Background information
- Born: Xenia Pestova
- Origin: New Zealand
- Occupations: Musician; composer;
- Instruments: Piano, keyboards
- Years active: 2005–present
- Labels: Diatribe Records, Naxos, NMC Recordings
- Website: xeniapestovabennett.com

= Xenia Pestova Bennett =

Xenia Pestova Bennett is a New Zealand pianist and composer who is best known for her contemporary keyboard repertoire.

== Education and career ==
Pestova Bennett studied piano and composition in New Zealand, the UK, Canada. She received a PhD in piano performance from McGill University.

Since graduating from university she has received prizes at numerous piano competitions, including the 2003 Messiaen International Piano Competition, the KeriKeri Piano Competition of New Zealand and first prize Xavier Montsalvatge International Piano Competition.

Pestova Bennett been a featured artist at various concert halls including appearances at the Sounthbank Centre, National Concert Hall in Dublin, Glasgow Royal Concert Hall, Philharmonie Luxembourg and the RTÉ Concert Orchestra. She has also held residencies at experimental music venues such as Cafe Oto.

Pestova Bennett is well known for premiering new music on the Magnetic Resonator Piano, an instrument made by engineer and composer Andrew McPherson.

She released her solo record Atomic Legacies on Diatribe Records.

**Problem to work on:** Reproduce the full text about Xenia Pestova Bennett word for word, from the "Background information" header to the last line.

**Data extracts:**
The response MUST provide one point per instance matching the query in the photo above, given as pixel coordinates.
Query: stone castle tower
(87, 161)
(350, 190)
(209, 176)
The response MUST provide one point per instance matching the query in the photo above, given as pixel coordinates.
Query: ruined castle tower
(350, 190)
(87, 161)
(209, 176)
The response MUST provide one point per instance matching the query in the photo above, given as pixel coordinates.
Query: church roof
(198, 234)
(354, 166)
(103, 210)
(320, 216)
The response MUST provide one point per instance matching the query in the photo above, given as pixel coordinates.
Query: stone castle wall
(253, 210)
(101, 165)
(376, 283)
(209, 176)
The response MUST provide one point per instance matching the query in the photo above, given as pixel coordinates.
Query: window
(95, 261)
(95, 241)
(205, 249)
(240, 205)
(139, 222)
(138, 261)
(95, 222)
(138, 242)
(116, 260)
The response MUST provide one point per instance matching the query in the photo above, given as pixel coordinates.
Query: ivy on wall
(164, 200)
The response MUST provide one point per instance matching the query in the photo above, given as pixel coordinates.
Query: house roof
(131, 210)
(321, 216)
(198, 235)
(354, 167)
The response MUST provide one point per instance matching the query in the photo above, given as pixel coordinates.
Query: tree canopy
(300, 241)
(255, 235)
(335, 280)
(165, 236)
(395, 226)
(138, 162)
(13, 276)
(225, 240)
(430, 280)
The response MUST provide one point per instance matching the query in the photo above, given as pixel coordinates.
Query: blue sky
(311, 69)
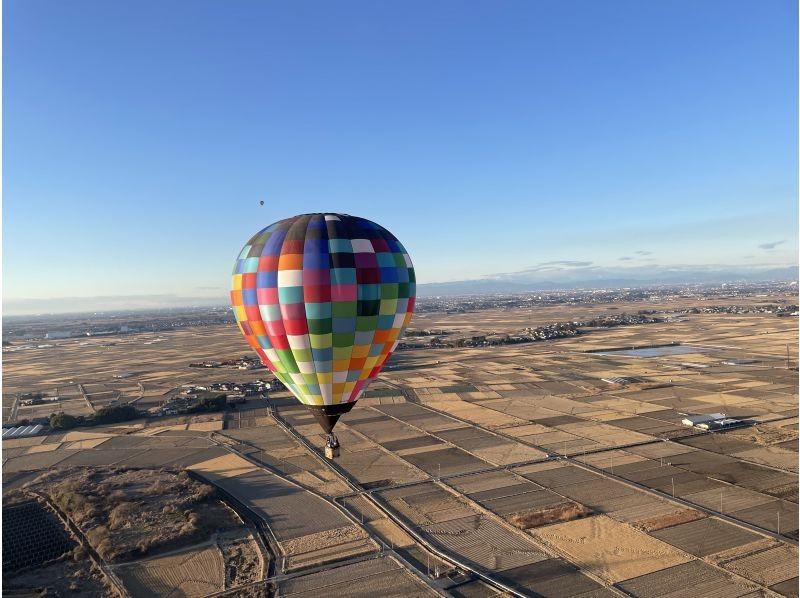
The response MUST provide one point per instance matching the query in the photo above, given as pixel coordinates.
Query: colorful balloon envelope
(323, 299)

* * *

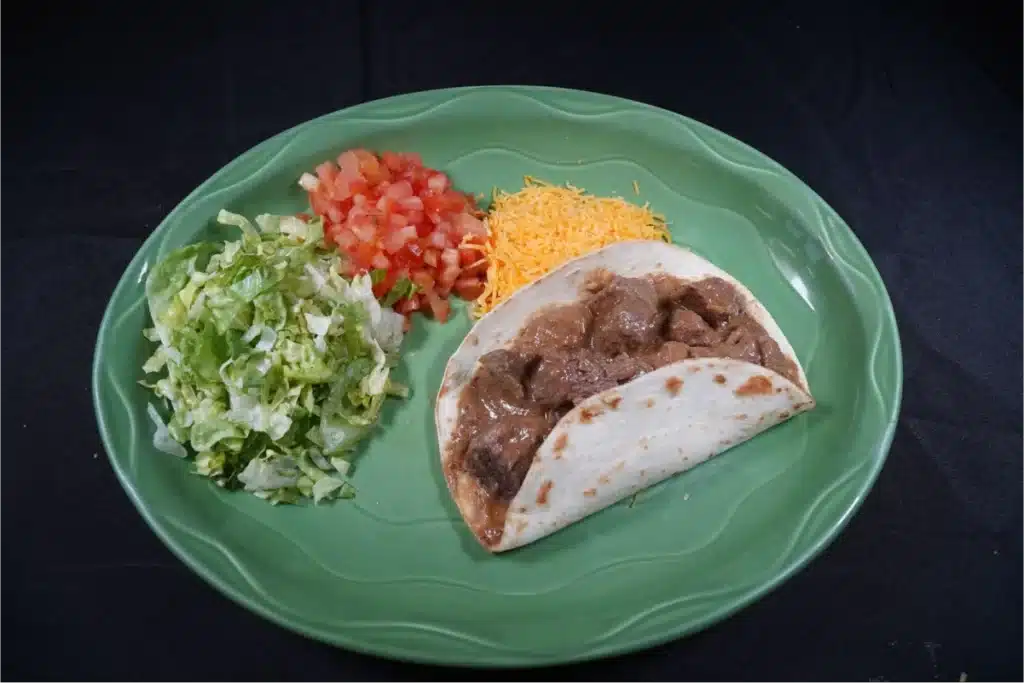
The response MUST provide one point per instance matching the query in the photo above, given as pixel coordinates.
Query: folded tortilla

* * *

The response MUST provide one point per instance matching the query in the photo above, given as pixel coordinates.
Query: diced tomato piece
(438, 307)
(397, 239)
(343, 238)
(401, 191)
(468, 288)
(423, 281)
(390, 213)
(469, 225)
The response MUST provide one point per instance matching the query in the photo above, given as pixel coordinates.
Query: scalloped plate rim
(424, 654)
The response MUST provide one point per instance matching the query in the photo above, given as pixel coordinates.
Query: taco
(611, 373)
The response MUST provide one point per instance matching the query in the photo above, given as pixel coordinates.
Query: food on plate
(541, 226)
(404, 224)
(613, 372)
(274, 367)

**Written response:**
Background information
- Born: Xenia Pestova
- Origin: New Zealand
- Occupations: Musician; composer;
- Instruments: Piano, keyboards
- Years active: 2005–present
- Labels: Diatribe Records, Naxos, NMC Recordings
- Website: xeniapestovabennett.com

= Xenia Pestova Bennett =

Xenia Pestova Bennett is a New Zealand pianist and composer who is best known for her contemporary keyboard repertoire.

== Education and career ==
Pestova Bennett studied piano and composition in New Zealand, the UK, Canada. She received a PhD in piano performance from McGill University.

Since graduating from university she has received prizes at numerous piano competitions, including the 2003 Messiaen International Piano Competition, the KeriKeri Piano Competition of New Zealand and first prize Xavier Montsalvatge International Piano Competition.

Pestova Bennett been a featured artist at various concert halls including appearances at the Sounthbank Centre, National Concert Hall in Dublin, Glasgow Royal Concert Hall, Philharmonie Luxembourg and the RTÉ Concert Orchestra. She has also held residencies at experimental music venues such as Cafe Oto.

Pestova Bennett is well known for premiering new music on the Magnetic Resonator Piano, an instrument made by engineer and composer Andrew McPherson.

She released her solo record Atomic Legacies on Diatribe Records.